DOCUMENT SECTION START

At this point there is the opportunity to roll the call position up to take part in the rally. However this may have to be done at a cost as the price of the written call will have increased in price with the price of the underlying share. The amount by which this will increase will depend on the strike price of the option and also the delta of the option. - Liquidity risk: The Company may not always be able to get its order filled in the market place at all or at the price the Company wants.
General risks
A number of factors, some of which are beyond the control of the Company, may affect the Company’s business:
- The future earnings of the Company and the value of the investments of the Company may be affected by the general economic climate, commodity prices, currency movements, changing government policy and other factors beyond the control of the Company including force majeure events (such as fire, earthquake, storms, natural disasters, wars, acts of terrorism, strikes or loss of supply of electricity). As a result, no guarantee can be given in respect of the future earnings of the Company or the earnings and capital appreciation of the Company’s investments.
- Variations in legislation and government policies (including, in particular, taxation laws or policy) generally could materially affect operating results of the Company.
- Accounting Standards may change which may necessitate a change in accounting policies in use by the Company.

DOCUMENT SECTION END
RAW DATA START

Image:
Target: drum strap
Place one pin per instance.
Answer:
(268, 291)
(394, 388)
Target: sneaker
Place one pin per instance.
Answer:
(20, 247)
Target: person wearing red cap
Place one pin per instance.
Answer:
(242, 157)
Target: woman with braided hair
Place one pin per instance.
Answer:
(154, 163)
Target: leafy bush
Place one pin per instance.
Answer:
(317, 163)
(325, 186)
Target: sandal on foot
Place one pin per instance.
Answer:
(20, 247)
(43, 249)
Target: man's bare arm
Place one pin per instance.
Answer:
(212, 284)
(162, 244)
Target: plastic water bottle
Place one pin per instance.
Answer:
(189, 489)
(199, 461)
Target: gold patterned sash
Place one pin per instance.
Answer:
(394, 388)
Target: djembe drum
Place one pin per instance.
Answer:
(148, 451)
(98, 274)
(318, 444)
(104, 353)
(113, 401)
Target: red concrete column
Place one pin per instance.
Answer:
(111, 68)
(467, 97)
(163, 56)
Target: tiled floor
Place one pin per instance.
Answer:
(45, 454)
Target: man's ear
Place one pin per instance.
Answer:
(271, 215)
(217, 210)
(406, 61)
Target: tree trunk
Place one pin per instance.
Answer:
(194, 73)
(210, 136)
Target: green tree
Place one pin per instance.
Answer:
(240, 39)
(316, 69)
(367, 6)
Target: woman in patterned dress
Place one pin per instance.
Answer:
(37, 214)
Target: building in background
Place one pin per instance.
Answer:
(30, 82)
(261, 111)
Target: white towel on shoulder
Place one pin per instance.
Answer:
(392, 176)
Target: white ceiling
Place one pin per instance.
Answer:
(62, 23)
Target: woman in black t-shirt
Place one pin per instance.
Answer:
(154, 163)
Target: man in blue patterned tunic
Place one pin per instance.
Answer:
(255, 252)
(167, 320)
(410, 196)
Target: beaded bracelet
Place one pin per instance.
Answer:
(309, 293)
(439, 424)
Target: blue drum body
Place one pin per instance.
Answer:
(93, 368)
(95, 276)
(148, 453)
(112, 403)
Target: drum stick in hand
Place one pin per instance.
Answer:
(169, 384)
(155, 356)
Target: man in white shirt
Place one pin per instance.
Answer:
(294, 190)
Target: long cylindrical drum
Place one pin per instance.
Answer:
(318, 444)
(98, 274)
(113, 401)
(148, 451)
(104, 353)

RAW DATA END

EXERCISE GOAL = Resume the passage on the risks facing the Company, starting right after its last sentence.

REPLY TO THE EXERCISE =
- Even though the Shares will be listed on ASX, there is no guarantee that there will be a ready market for the sale of Shares. Many factors beyond the control of the Company may affect the price of the Shares and the market for the Shares on ASX, some of which are discussed under the heading ‘Market Risk’ above.
- An outbreak of disease, an act of terrorism or an outbreak of international hostilities may occur, adversely affecting consumer confidence, customer spending and share market performance. This may have an adverse impact on the Company’s operating, financial and share price performance.
- Investors are strongly advised to regard any investment in the Company as a long term proposition and to be aware that, as with any equity investment, substantial fluctuations in the value of their investment may occur.
This list is not exhaustive. Potential investors should seek professional advice.
Risks specific to each of the Excela Funds are further outlined in the relevant Product Disclosure Statements.